● 演習課題 A
以下の「Sing Out!」に関する文章の最後で、書き手が思い出したとされる詩人の名前を答えてください。
● 演習課題 B
以下の「Sing Out!」に関する文章のうち、「黒っぽいリズムとMVの板張り」から「つづけるんだ、と言っているように思える。」までの部分を、両端の語句も含めて一字一句違えずに打ち直してください。

● 抜粋本文
....
乃木坂46の”Sing Out!” について書きたくなった。
”君の名は希望”、”シンクロニシティ”からの流れの一つの到達点のような気がする。
黒っぽいリズムとMVの板張りのステージでの踊り、最後の木の素材で組み上がられた場所でのダンス。
いままでの乃木坂46にはあまりなかったような、土の匂いがする。まるで土から、大地から空に、そして見えないこの世界の向こう側へ向かおうとするような、そんなイメージを受け取る。
いままでは、希望をつかみとろうとしたり、涙を流す人の何かを引き受けて、それを反転させようとしたりしてきた気がする。そこには「希望を求めるもの」どうしの、あるいは「涙をながすもの」どうしの共鳴があった気がする。
しかし”Sing Out!”は、乃木坂46が、とくにセンターの齋藤飛鳥が、世界のどこかにはどしゃ降りの雨が降り続き、声も失った人々がいることを十分知りながら、その雨がやみ、声が聞こえるようになるまで、いつまでもここで歌いつづけるんだ、と言っているように思える。
「希望」という言葉は、たぶん、乃木坂46の核にあり続けるものだっただろう。
しかし”Sing Out!”で齋藤飛鳥は、すべてをわかった上で、そのことの現実の困難さ、届かなさもわかった上で、自分自身が「希望」という言葉の結晶のようになり、「ここで」歌い、踊り続けようとしている。
まだ力強いものではないけれど、かといってか弱いものでもない、そんな「希望」という、それこそ乃木坂の核を、土の匂いのする場所から風に乗せ世界にむかって、送り出そうとしている気がする。
そしてそれはどこかで欅坂46の「黒い羊」への根本的なアンサーソングになっているようにも思えてしまう。
そんな事を考えながら”君の名は希望”、”シンクロニシティ”そして”Sing Out!”のMVをみていると、ふとある詩人のことを思い出した。
比べるのはいろいろな意味で不当かもしれないが、パウル・ツェランという詩人がいた。
....
● 保存記録

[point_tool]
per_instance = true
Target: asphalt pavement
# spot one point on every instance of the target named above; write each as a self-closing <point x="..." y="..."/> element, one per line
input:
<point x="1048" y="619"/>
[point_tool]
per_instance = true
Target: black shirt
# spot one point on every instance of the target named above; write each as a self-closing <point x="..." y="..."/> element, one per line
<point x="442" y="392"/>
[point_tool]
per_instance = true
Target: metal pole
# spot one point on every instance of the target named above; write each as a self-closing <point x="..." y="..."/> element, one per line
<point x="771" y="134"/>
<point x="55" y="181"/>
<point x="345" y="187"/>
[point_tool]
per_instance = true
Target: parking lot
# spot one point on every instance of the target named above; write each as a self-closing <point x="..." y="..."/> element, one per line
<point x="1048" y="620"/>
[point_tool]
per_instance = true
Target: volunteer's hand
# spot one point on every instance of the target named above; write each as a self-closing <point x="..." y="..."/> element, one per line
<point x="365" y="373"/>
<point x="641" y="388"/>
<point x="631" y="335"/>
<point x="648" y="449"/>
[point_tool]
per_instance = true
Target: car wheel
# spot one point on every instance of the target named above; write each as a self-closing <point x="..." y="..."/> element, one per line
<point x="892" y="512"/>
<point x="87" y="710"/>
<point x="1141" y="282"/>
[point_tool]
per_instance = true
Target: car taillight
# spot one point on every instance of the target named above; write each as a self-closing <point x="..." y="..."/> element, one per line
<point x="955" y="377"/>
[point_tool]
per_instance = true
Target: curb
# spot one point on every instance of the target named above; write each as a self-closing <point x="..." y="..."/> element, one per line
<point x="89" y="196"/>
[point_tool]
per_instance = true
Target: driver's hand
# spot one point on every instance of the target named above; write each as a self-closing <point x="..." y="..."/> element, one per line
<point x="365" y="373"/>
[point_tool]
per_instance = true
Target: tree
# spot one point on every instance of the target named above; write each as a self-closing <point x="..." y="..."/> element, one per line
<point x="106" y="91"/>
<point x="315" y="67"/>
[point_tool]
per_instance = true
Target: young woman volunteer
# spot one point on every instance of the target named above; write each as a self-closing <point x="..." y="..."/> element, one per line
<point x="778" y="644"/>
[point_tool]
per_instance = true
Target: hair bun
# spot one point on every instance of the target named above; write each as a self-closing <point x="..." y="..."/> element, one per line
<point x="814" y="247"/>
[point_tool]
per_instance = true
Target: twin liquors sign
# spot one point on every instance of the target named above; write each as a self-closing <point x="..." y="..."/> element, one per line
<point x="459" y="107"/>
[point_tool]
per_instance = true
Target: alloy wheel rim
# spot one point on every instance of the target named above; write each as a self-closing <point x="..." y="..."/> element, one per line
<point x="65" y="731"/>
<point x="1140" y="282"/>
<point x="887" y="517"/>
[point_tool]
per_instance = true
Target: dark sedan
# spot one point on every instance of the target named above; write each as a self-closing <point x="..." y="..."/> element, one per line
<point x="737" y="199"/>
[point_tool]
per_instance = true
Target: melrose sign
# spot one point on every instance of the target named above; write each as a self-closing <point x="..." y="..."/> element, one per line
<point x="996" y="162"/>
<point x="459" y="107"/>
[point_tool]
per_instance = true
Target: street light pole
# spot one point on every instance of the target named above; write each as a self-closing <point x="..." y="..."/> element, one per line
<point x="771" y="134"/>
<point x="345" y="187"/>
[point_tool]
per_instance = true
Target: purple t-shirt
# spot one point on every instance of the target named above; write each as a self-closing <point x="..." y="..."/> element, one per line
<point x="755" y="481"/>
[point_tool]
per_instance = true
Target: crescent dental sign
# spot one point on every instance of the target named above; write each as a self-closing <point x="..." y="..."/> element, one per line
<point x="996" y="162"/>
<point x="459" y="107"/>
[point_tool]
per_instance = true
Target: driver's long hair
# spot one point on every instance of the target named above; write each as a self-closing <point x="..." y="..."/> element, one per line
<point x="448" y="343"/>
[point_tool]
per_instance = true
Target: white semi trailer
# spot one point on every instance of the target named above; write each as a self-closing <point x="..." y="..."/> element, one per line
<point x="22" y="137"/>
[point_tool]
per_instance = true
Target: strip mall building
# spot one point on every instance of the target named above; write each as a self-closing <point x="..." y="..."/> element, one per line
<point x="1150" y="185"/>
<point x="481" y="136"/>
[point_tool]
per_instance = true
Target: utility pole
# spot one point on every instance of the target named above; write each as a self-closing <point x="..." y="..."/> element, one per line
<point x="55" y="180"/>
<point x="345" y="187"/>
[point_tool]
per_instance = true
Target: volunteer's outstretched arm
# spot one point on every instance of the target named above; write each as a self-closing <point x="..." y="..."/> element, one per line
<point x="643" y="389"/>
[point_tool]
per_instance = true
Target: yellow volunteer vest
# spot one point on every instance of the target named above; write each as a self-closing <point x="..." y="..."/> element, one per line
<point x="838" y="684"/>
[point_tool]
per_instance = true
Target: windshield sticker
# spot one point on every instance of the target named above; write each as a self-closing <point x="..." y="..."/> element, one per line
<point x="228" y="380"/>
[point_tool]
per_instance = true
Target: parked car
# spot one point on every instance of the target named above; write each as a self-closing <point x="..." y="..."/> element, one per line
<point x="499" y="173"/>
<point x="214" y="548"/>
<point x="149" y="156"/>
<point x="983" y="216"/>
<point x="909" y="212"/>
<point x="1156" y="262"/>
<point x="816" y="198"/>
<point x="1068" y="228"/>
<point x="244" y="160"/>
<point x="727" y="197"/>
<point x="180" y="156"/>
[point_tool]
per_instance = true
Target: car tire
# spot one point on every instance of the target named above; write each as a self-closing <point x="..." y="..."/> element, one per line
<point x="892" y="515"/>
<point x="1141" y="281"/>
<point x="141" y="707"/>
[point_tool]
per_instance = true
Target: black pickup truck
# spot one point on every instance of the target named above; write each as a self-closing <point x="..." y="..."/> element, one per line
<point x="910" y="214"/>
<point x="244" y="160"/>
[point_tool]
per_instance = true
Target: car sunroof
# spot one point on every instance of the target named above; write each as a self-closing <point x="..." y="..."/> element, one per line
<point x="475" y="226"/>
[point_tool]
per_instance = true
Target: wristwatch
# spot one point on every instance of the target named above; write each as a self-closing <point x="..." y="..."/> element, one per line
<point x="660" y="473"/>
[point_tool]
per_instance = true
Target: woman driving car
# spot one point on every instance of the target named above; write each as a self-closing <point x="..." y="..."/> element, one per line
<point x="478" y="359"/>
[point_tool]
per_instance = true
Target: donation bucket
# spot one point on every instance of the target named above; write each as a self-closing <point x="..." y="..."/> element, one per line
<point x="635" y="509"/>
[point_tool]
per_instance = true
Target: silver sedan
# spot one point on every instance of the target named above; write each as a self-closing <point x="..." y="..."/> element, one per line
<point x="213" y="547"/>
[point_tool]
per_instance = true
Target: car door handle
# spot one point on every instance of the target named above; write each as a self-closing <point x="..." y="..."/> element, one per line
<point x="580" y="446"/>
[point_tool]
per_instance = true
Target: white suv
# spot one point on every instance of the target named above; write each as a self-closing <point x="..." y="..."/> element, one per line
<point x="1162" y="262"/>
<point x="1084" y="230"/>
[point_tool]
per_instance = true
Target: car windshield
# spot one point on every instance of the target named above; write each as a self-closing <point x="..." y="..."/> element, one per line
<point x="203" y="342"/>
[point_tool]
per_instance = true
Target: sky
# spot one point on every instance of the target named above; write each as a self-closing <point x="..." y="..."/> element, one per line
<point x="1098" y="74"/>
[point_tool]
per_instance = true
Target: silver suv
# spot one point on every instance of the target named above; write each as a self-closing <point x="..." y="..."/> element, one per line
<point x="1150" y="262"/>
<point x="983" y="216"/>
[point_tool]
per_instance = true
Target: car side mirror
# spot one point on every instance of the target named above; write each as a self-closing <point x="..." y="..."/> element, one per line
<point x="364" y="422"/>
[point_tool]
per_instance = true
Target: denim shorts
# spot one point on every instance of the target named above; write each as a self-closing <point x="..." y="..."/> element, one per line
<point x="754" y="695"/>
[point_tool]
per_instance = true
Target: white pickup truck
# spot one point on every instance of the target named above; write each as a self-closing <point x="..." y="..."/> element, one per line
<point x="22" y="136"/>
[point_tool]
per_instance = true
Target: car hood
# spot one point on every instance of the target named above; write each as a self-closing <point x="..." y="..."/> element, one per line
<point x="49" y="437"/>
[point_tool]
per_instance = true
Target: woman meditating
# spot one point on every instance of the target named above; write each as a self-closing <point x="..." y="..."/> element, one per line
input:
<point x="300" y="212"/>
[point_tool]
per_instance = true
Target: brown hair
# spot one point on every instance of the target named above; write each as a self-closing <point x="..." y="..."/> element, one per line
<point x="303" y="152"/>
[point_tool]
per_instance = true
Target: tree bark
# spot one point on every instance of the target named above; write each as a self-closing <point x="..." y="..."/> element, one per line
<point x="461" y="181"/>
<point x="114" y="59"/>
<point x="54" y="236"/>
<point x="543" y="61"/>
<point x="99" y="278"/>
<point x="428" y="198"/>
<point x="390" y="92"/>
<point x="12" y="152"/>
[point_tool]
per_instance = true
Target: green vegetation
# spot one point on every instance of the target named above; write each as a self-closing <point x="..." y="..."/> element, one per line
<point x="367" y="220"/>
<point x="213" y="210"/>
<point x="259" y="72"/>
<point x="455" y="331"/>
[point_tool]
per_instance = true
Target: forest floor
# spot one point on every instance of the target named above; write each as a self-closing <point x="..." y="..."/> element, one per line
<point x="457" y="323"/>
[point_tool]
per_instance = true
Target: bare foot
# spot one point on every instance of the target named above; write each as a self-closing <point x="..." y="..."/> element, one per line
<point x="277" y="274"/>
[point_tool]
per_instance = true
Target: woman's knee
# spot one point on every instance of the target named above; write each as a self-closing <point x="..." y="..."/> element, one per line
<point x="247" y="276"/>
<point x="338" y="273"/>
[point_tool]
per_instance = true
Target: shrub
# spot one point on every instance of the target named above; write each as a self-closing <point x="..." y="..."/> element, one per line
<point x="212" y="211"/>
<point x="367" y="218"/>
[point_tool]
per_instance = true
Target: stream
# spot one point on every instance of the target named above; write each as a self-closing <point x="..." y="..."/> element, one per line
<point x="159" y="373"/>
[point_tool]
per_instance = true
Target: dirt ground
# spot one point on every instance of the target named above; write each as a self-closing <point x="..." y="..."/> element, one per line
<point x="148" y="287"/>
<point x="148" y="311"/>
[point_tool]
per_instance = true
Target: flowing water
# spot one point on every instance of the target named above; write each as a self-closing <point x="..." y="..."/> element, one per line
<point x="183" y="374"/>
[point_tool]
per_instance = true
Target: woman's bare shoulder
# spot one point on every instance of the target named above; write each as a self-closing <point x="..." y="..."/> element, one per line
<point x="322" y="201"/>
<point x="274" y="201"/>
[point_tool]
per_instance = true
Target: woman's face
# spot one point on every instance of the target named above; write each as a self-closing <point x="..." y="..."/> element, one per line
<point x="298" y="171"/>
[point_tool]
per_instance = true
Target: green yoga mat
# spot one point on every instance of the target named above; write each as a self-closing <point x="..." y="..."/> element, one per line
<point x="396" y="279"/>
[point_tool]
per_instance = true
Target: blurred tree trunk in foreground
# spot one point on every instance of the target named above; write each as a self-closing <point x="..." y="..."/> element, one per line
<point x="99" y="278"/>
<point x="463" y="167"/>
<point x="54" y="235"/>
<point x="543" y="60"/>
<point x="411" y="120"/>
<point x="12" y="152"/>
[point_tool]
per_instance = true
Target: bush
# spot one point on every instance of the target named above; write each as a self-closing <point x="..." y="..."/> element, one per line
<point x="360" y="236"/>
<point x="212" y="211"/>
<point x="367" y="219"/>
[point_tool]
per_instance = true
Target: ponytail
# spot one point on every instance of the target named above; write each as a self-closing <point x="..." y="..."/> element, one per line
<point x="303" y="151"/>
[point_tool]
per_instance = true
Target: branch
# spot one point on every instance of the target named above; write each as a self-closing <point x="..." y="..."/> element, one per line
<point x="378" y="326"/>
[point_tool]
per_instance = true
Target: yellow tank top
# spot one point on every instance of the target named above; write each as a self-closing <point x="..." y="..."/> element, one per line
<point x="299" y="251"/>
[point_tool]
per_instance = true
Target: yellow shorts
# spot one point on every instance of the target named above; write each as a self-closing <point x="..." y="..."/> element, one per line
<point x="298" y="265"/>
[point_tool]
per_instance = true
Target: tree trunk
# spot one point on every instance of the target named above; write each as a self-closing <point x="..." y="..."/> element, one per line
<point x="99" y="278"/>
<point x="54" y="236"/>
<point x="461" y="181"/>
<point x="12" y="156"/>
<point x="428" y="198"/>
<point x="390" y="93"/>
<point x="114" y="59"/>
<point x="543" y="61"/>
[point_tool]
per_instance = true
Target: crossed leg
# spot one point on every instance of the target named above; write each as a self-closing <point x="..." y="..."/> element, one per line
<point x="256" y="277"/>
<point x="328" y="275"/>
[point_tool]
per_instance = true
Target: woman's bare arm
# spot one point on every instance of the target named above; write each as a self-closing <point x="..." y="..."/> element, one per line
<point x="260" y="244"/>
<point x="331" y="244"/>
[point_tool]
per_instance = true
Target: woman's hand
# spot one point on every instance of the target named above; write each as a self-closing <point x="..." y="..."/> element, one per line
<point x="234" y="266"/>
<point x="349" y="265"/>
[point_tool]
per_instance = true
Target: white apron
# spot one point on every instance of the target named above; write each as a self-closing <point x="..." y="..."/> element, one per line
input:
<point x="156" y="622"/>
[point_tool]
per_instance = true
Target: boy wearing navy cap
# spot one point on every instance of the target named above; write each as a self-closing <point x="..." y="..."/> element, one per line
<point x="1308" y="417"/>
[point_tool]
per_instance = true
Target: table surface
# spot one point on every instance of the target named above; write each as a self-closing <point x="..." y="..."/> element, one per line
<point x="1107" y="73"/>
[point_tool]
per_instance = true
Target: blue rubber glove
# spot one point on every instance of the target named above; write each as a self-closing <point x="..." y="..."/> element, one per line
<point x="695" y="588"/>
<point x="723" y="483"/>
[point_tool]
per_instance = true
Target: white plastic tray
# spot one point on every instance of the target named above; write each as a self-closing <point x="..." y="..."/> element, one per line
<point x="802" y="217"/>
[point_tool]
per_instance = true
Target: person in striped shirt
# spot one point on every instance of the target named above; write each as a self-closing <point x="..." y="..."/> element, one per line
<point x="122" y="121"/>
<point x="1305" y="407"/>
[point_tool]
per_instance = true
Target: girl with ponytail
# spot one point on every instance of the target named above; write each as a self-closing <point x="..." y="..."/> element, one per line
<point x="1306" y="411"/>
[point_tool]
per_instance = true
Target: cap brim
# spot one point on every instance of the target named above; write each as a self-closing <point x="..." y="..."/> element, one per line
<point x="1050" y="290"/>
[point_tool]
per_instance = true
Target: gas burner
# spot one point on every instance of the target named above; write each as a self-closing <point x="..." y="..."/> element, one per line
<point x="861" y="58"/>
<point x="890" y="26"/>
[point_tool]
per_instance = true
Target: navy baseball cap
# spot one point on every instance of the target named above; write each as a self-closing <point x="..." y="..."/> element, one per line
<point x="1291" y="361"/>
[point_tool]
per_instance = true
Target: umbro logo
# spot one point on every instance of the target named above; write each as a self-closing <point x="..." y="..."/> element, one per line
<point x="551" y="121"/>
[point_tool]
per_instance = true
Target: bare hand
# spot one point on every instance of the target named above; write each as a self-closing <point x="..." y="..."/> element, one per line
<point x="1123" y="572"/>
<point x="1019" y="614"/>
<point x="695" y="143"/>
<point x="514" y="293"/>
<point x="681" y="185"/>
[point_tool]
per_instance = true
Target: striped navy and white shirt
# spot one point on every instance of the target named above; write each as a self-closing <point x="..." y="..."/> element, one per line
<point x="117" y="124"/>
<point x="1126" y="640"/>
....
● 解答例 A
パウル・ツェランです。

● 解答例 B
黒っぽいリズムとMVの板張りのステージでの踊り、最後の木の素材で組み上がられた場所でのダンス。
いままでの乃木坂46にはあまりなかったような、土の匂いがする。まるで土から、大地から空に、そして見えないこの世界の向こう側へ向かおうとするような、そんなイメージを受け取る。
いままでは、希望をつかみとろうとしたり、涙を流す人の何かを引き受けて、それを反転させようとしたりしてきた気がする。そこには「希望を求めるもの」どうしの、あるいは「涙をながすもの」どうしの共鳴があった気がする。
しかし”Sing Out!”は、乃木坂46が、とくにセンターの齋藤飛鳥が、世界のどこかにはどしゃ降りの雨が降り続き、声も失った人々がいることを十分知りながら、その雨がやみ、声が聞こえるようになるまで、いつまでもここで歌いつづけるんだ、と言っているように思える。